INSTRUCTION
Transcribe the lines of the listing below word for word, starting with the line that contains "[segment] green cutting mat" and continuing through the end of the listing.

[Some listings]
---
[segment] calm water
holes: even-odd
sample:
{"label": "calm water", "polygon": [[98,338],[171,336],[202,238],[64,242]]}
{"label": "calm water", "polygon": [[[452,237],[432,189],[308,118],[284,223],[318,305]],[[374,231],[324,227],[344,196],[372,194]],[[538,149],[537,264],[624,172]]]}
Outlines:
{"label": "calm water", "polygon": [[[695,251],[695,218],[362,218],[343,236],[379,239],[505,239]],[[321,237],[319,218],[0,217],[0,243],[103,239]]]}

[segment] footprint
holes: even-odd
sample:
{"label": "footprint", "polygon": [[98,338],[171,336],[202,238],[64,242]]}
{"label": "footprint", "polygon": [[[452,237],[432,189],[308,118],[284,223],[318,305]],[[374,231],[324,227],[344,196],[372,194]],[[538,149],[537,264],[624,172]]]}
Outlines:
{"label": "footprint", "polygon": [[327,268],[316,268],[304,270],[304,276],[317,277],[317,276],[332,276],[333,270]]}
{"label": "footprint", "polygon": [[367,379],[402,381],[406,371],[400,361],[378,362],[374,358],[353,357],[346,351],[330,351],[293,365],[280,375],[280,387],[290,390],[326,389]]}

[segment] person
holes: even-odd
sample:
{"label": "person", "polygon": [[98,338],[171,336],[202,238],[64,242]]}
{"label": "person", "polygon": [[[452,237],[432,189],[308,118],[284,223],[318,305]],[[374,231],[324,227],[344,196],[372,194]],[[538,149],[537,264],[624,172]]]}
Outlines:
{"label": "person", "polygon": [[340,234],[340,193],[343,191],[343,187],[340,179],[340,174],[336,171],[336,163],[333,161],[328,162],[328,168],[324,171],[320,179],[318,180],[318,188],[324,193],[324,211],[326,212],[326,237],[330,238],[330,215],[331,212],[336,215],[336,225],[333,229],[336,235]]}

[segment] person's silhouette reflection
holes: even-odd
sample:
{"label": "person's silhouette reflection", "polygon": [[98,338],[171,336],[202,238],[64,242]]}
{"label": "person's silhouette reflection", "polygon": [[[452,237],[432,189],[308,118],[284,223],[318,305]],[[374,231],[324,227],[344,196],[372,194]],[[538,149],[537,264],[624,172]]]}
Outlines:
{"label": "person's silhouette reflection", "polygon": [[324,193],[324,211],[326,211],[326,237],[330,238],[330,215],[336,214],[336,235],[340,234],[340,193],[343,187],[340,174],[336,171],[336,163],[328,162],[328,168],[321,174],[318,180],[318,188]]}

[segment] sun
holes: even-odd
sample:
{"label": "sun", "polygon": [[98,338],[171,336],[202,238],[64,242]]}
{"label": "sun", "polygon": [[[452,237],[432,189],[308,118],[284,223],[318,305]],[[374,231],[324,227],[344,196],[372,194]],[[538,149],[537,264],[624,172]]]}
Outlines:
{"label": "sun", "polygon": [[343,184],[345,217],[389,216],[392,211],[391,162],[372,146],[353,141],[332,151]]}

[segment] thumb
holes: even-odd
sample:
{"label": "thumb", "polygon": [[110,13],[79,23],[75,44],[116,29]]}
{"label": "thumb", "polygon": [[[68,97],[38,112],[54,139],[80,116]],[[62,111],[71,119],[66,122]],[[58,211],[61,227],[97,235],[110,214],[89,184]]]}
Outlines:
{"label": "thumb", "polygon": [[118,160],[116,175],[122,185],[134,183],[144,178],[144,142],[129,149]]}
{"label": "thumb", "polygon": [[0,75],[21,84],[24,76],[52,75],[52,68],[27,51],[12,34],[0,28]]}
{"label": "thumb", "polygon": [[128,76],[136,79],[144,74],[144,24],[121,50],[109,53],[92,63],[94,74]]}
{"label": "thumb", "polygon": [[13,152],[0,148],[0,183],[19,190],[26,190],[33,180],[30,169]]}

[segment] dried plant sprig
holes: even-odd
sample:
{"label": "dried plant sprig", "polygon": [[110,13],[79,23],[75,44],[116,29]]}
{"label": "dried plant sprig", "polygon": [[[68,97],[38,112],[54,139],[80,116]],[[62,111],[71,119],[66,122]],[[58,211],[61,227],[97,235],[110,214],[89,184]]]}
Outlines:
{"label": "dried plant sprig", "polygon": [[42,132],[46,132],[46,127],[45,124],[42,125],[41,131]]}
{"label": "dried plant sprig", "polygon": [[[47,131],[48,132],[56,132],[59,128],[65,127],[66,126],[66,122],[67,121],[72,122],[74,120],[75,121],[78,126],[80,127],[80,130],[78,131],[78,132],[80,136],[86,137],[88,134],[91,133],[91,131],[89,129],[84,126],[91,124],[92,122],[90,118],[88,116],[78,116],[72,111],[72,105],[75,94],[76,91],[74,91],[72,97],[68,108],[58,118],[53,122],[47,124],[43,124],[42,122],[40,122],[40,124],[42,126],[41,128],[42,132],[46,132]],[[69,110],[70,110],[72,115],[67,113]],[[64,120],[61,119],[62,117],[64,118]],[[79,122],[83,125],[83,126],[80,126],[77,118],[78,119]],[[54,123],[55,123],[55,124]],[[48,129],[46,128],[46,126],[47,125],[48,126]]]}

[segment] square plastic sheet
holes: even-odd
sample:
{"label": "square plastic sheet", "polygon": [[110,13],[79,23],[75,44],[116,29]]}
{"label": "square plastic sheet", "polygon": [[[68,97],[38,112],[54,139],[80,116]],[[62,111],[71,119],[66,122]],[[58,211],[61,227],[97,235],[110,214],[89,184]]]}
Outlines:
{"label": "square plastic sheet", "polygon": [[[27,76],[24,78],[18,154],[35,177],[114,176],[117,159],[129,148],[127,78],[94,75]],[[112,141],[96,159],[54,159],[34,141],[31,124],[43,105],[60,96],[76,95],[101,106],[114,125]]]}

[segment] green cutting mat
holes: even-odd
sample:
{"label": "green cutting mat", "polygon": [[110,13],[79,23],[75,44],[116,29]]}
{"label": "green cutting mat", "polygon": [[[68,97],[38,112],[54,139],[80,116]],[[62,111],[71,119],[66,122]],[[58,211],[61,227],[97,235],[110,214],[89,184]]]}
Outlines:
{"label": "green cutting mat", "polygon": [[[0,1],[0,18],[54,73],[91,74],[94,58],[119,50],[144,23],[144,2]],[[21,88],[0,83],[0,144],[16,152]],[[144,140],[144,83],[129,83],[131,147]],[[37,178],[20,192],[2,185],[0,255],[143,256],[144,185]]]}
---
EXERCISE SOLUTION
[segment] green cutting mat
holes: even-odd
sample:
{"label": "green cutting mat", "polygon": [[110,13],[79,23],[75,44],[116,29]]}
{"label": "green cutting mat", "polygon": [[[68,97],[38,112],[54,139],[80,116]],[[62,111],[71,119],[66,122]],[[58,211],[61,227],[97,235],[110,214],[89,184]]]}
Outlines:
{"label": "green cutting mat", "polygon": [[[0,1],[0,18],[54,73],[91,74],[94,58],[119,50],[144,23],[144,2]],[[21,88],[0,83],[0,144],[16,152]],[[144,140],[144,83],[129,83],[131,147]],[[37,178],[20,192],[2,185],[0,255],[143,256],[144,185]]]}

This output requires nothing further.